And, African American infants also begin their development at a disadvantage relative to white infants. In California, over 12 percent of African American infants are born with low birth weights compared to 6.5 percent of white infants. When a child is born with low birth weight, he is at greater risk for neurological, cognitive, behavioral and academic problems and, ultimately, for poorer health and increased risk of mortality than infants born at a normal birth weight.
Education and Public Safety Disparities Also Exist
The numbers for educational and public safety disparities are also well known. Nationally, African American male students in grades K-12 were nearly 2½ times as likely to be suspended from school in 2000 as white students. School suspension has been shown to be predictive of dropping out of school. African American Californians over age 25 are nearly twice as likely to be without a high school diploma as whites. High school graduation rates lead to earnings differences by race/ethnicity; high school graduation status is also associated with other outcomes, such as health and the welfare of one’s children.

--- EXCERPTED DATA ---
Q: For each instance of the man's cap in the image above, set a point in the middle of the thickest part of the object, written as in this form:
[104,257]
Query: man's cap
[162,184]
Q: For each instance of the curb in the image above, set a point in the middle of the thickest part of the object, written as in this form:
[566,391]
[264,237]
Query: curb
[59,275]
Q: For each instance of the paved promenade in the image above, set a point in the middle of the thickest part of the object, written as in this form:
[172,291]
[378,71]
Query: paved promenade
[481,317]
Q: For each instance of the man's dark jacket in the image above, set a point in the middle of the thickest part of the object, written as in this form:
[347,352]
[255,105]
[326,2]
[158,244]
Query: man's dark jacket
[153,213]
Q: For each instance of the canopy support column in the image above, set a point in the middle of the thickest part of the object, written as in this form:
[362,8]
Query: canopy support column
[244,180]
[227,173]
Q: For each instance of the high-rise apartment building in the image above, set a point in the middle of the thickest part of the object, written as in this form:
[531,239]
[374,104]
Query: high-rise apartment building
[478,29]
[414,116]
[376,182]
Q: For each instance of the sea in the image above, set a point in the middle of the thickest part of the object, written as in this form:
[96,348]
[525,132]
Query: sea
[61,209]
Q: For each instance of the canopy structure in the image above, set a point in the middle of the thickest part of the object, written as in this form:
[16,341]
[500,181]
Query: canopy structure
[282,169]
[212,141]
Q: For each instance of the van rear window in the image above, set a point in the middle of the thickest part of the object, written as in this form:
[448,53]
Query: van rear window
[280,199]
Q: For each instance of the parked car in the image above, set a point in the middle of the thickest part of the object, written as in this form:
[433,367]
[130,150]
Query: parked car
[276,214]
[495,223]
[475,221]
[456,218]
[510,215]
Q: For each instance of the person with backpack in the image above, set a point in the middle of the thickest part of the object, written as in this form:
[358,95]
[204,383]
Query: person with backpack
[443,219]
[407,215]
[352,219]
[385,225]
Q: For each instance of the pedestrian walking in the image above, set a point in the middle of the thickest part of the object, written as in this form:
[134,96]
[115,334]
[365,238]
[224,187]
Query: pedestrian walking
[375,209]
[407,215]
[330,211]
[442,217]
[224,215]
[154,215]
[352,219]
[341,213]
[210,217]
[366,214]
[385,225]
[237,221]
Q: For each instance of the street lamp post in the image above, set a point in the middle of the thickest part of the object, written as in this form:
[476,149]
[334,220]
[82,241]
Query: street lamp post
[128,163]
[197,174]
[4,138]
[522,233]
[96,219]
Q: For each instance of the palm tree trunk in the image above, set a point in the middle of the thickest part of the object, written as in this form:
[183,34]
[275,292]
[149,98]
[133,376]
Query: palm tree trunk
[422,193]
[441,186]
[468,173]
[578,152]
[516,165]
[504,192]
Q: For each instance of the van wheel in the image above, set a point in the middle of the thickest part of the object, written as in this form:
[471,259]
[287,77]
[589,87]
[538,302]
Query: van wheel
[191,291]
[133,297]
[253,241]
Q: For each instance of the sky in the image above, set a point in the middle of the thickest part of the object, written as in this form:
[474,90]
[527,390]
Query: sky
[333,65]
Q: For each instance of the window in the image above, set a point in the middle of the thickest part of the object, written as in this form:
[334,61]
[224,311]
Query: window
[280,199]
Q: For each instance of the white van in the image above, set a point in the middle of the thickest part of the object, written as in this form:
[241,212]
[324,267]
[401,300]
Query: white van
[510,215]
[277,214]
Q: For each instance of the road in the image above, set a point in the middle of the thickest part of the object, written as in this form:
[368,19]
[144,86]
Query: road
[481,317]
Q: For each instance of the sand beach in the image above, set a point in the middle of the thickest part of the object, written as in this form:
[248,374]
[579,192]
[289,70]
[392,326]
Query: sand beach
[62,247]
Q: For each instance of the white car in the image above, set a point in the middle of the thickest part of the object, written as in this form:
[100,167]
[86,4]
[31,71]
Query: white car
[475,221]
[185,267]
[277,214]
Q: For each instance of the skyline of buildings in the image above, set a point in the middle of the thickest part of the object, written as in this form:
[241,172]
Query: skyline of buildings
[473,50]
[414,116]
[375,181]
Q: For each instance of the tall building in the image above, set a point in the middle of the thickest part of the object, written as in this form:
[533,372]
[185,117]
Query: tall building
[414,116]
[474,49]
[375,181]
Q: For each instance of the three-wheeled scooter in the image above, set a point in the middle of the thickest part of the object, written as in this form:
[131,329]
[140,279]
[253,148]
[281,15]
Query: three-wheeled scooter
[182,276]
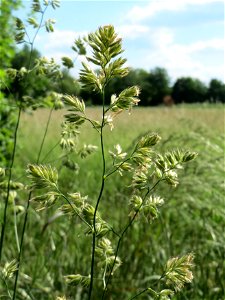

--- WORK REQUEST ---
Answer these questions from the passage on racial disparities:
1. What share of white infants in California are born with low birth weight?
2. In 2000, how many times as likely as white students were African American male K-12 students to be suspended from school?
3. Above what age are African American Californians nearly twice as likely as whites to lack a high school diploma?

--- TASK SOLUTION ---
1. 6.5 percent
2. Nearly 2½ times
3. 25